## WHAT YOU SHOULD DO
Starting at the first line of the items and stopping after the line that contains "53], [164, 62]]", write those lines out again with "striped poncho" switched to "woolen poncho" and nothing else altered.

## EXTRACTED MATERIAL
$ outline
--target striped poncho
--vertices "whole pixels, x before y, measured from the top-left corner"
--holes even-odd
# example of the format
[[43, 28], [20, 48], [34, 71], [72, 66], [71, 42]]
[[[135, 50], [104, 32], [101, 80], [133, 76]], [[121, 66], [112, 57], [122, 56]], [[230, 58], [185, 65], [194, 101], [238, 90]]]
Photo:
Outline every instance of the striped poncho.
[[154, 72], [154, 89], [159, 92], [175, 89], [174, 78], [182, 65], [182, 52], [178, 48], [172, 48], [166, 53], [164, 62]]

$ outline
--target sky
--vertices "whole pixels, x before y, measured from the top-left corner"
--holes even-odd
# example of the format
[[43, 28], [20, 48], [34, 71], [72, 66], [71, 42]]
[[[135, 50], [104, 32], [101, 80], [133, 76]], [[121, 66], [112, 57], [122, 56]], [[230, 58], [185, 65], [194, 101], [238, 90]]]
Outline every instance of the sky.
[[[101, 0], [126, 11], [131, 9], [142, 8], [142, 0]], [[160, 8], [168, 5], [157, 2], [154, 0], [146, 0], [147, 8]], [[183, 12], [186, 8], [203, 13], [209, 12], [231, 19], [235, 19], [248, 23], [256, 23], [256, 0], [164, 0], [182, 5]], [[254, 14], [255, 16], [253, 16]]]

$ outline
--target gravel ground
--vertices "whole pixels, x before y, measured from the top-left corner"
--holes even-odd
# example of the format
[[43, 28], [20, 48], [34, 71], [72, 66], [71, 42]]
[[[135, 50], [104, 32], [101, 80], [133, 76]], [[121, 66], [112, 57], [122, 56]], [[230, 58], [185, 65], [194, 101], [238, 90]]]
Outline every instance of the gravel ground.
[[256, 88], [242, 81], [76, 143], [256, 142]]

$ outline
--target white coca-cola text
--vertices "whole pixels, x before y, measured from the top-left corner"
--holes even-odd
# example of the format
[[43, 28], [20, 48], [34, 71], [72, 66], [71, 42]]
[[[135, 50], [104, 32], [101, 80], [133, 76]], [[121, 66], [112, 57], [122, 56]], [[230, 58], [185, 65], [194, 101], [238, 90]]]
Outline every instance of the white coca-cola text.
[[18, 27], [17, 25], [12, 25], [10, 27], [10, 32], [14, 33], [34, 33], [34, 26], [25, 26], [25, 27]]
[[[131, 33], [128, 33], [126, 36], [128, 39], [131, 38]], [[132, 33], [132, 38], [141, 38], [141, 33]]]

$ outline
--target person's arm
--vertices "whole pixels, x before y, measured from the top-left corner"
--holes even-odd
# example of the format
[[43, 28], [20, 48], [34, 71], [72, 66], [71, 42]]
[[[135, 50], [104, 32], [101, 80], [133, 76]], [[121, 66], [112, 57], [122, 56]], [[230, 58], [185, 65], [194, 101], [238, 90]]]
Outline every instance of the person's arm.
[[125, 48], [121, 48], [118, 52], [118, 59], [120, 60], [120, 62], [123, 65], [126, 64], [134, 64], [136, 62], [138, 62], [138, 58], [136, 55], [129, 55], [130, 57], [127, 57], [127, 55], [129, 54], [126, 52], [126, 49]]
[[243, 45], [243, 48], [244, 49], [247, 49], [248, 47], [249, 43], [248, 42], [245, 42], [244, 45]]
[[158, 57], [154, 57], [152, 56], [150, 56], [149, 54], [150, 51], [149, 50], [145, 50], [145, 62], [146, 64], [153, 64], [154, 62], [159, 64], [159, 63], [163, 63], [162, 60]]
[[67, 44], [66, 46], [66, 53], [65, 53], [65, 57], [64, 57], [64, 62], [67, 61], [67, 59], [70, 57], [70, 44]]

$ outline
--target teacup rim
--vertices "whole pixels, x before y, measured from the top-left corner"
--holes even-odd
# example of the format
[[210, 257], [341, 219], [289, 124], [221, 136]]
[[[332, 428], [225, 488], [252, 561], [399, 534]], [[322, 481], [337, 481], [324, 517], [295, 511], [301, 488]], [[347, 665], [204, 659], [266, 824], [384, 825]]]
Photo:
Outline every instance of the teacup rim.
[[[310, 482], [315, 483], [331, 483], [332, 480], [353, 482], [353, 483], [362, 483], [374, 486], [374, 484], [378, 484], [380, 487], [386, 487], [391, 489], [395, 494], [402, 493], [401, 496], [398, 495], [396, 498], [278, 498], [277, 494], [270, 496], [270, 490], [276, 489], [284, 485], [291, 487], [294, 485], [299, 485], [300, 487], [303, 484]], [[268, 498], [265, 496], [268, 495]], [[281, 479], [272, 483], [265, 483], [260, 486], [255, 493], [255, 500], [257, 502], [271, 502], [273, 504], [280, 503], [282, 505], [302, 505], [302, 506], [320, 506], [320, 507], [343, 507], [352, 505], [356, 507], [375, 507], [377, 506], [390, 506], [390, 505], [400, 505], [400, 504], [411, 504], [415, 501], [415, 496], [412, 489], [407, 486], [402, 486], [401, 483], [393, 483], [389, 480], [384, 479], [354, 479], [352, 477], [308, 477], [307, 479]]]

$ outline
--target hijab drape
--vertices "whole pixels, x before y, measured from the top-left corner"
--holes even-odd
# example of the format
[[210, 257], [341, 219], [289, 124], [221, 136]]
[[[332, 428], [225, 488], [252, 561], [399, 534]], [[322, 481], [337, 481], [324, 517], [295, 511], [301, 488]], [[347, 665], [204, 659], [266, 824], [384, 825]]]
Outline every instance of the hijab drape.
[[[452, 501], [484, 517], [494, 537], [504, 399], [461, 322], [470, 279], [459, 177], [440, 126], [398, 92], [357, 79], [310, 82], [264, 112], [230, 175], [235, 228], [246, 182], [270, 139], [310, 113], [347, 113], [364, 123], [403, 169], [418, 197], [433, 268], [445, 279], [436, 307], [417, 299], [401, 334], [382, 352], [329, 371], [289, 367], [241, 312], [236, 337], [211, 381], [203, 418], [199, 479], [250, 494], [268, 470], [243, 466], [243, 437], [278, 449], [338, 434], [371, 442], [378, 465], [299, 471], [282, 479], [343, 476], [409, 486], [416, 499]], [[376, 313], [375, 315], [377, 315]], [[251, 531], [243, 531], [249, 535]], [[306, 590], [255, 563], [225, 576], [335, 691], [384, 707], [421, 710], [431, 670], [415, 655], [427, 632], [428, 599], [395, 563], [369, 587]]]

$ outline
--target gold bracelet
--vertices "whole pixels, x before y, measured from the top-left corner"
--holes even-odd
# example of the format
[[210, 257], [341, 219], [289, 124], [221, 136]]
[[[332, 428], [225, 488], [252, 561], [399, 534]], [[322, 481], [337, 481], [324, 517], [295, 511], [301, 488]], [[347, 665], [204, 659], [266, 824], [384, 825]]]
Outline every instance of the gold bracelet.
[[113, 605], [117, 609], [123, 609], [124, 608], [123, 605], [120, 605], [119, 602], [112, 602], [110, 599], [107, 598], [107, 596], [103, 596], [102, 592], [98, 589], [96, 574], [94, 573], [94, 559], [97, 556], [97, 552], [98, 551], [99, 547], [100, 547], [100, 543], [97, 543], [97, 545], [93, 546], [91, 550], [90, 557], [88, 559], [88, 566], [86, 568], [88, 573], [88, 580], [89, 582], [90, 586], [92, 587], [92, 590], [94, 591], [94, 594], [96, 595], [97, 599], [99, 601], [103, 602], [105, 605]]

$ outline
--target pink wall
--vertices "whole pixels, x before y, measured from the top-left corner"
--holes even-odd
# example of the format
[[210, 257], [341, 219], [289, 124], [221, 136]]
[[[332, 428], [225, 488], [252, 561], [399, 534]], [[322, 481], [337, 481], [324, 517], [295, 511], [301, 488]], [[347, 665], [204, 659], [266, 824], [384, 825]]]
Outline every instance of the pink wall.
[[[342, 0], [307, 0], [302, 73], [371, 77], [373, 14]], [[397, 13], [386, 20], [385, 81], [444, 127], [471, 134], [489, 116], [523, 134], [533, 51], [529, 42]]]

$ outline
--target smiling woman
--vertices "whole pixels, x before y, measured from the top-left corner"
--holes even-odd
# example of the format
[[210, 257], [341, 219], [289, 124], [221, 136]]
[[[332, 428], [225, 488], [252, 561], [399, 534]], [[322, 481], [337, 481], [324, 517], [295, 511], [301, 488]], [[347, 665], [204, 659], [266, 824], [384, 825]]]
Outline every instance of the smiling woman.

## TASK ANSWER
$ outline
--target woolen poncho
--vertices "whole pixels, x before y, measured from the top-left corner"
--holes even-odd
# example of the format
[[43, 28], [20, 48], [34, 71], [72, 66], [71, 42]]
[[[135, 50], [104, 32], [101, 80], [133, 76]], [[121, 66], [112, 57], [122, 56]], [[230, 58], [185, 65], [194, 101], [238, 90]]]
Photo:
Outline every instance of the woolen poncho.
[[154, 72], [154, 89], [159, 92], [175, 89], [174, 78], [182, 65], [182, 52], [178, 48], [172, 48], [166, 53], [164, 62]]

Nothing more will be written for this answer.